# Data shown
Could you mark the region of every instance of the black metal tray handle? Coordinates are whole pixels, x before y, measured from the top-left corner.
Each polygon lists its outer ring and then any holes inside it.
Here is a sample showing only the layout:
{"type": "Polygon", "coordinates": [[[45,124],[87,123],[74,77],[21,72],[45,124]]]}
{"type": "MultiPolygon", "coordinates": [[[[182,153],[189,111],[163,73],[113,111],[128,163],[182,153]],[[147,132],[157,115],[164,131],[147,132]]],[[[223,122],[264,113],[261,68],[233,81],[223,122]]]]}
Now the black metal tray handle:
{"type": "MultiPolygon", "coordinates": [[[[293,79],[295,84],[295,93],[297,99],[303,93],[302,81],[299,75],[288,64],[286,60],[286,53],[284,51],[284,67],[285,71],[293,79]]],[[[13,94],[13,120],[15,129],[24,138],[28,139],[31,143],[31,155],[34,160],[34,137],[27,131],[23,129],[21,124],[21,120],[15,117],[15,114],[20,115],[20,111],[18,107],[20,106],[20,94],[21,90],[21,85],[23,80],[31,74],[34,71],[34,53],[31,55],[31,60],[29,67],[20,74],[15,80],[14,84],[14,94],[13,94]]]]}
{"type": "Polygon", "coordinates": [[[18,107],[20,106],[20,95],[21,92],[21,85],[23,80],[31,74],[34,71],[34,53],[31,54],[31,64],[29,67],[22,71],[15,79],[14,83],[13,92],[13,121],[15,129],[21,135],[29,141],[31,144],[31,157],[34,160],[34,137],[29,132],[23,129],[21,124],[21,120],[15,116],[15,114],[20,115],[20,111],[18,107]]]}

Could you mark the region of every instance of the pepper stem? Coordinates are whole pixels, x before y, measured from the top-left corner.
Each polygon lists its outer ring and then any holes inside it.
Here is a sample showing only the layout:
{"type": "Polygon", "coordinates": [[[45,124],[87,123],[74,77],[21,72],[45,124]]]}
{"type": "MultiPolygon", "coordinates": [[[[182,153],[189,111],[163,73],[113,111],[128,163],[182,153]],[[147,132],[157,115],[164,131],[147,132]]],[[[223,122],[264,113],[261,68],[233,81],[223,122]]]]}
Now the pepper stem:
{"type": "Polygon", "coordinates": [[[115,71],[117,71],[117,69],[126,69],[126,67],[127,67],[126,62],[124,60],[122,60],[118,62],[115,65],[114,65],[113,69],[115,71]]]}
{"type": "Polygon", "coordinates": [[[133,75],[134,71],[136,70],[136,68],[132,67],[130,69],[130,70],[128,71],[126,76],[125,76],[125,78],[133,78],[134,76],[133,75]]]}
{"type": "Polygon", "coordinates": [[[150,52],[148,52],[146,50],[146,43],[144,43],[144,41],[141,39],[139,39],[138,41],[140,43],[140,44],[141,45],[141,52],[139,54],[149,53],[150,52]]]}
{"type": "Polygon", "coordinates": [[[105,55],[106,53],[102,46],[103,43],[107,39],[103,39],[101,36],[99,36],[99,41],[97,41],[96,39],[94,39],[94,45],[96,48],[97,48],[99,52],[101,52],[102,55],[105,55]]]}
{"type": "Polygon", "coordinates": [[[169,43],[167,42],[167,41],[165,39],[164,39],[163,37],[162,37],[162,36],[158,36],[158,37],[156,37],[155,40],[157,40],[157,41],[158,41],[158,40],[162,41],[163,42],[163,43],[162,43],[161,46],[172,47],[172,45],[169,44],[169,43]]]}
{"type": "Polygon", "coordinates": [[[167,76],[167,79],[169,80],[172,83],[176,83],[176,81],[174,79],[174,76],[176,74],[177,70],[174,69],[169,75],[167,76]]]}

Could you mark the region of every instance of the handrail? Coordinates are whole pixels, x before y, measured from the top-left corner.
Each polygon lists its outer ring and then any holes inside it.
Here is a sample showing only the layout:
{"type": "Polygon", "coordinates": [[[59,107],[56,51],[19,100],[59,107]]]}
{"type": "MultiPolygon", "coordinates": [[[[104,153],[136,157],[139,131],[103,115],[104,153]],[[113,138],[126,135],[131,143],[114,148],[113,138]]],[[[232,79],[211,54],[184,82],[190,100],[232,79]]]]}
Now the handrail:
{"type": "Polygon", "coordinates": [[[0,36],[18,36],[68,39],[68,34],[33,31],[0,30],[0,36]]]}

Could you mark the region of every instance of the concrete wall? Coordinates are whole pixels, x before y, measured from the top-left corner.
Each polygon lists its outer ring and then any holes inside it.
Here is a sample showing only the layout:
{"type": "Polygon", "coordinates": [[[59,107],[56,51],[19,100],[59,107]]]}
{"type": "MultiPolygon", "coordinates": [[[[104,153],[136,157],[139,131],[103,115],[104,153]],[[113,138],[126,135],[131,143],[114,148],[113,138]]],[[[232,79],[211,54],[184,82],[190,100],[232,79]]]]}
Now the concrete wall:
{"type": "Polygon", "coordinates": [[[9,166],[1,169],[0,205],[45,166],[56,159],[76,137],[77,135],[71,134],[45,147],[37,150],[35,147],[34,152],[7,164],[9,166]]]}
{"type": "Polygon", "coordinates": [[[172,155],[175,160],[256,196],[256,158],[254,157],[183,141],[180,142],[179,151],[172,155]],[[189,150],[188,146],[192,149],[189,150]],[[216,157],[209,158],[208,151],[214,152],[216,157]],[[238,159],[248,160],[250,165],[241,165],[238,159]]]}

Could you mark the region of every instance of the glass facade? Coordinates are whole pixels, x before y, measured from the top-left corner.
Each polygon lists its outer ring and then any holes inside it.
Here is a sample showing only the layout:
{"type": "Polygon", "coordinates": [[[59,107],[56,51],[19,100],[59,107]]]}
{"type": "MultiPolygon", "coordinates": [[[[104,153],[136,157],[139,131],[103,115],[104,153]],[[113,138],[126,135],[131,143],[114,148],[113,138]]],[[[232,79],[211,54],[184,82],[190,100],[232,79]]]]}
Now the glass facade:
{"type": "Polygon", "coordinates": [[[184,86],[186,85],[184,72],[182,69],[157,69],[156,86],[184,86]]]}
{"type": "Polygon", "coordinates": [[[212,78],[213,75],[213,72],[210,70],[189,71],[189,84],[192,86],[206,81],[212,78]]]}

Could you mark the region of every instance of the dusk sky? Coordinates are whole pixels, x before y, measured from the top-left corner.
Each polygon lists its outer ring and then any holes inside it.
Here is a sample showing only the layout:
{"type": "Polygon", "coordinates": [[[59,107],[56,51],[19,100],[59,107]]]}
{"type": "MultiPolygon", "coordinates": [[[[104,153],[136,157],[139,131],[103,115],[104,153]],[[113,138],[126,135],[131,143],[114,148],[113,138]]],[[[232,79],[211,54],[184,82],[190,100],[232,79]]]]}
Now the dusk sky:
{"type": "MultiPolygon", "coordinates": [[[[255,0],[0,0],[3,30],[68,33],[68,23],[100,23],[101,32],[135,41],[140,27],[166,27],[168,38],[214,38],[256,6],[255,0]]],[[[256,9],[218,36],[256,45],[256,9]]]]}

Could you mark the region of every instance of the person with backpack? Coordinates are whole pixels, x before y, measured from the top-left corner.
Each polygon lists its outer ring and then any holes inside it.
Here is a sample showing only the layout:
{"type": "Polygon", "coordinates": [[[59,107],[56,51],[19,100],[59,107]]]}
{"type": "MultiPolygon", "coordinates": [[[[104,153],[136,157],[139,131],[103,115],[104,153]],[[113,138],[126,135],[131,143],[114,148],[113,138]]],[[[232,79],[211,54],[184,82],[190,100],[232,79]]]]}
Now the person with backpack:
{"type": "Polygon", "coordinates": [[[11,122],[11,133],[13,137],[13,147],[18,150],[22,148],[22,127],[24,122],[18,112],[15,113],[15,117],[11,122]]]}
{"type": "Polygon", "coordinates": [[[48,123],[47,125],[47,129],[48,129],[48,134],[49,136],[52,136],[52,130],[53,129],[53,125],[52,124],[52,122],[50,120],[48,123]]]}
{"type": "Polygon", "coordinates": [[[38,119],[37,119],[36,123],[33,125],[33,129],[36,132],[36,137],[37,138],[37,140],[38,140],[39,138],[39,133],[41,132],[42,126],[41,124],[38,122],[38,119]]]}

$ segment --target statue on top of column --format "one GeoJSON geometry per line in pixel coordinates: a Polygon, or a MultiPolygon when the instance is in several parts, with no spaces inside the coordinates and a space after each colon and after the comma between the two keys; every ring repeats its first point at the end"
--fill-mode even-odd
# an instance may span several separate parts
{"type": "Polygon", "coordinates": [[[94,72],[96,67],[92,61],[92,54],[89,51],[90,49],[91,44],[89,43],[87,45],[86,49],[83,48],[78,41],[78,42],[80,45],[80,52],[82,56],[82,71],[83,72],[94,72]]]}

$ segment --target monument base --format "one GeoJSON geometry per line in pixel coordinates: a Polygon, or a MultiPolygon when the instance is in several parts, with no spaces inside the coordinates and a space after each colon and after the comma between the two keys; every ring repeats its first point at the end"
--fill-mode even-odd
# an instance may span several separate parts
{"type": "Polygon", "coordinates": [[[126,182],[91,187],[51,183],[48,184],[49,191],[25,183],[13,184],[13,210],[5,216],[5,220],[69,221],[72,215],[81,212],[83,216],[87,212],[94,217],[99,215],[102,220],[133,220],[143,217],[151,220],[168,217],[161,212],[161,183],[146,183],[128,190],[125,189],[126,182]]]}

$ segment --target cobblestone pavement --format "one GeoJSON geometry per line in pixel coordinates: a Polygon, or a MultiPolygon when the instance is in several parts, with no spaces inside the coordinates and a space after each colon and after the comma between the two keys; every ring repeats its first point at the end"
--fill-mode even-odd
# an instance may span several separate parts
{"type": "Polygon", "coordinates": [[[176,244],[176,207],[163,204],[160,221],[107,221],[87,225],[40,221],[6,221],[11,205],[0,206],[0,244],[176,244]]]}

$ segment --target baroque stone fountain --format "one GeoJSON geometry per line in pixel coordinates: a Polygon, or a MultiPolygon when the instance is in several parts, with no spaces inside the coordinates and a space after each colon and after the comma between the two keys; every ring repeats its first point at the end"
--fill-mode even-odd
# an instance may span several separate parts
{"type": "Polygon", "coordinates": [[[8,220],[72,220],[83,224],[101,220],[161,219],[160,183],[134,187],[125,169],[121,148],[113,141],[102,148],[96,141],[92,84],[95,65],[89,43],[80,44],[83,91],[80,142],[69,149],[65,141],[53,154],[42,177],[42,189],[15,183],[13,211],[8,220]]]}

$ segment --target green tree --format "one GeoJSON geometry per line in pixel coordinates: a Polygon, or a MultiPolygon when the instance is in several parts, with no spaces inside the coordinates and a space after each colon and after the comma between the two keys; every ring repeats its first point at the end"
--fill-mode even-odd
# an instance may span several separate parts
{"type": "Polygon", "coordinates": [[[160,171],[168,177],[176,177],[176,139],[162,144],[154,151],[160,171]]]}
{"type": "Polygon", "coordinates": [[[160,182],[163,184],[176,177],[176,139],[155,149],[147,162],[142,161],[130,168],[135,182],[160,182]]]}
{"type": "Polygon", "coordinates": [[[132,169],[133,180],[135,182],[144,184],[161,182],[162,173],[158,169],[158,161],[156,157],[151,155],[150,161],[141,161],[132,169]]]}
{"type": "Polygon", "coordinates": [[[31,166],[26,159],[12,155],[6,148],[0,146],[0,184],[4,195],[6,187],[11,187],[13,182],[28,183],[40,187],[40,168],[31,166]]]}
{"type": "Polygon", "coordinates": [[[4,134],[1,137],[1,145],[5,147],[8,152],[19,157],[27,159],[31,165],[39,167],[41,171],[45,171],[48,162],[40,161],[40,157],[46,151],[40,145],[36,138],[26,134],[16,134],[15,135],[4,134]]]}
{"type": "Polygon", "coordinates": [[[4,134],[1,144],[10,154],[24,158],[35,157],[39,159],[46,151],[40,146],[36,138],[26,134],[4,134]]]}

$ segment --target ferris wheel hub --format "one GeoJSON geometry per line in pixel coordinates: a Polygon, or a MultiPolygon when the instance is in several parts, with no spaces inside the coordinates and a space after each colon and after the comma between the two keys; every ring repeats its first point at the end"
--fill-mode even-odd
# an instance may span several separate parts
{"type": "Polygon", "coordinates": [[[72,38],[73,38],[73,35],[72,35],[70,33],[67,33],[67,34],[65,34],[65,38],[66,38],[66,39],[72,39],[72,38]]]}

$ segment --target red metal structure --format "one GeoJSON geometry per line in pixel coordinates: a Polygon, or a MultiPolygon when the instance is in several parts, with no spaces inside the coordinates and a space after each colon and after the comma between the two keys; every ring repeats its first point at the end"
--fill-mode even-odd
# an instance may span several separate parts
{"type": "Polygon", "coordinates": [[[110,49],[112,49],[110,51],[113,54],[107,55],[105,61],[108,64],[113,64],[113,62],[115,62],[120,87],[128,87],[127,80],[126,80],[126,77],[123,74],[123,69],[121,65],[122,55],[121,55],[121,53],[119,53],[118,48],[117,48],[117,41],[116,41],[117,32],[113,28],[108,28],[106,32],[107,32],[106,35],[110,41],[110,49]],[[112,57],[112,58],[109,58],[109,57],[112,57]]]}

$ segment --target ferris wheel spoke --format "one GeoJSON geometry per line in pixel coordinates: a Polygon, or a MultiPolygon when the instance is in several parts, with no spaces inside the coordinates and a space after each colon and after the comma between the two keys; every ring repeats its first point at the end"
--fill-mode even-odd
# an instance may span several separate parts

# Set exercise
Locate the line with "ferris wheel spoke" in the entries above; extract it and every line after it, verbatim.

# Output for this task
$ segment --target ferris wheel spoke --format "one GeoJSON geometry per line in pixel coordinates: a Polygon, or a MultiPolygon when the instance is in several parts, with no spaces inside the coordinates and a space after each colon and after the comma between the two keys; every ring repeats its first point at the end"
--fill-mode even-odd
# an instance may span several separate parts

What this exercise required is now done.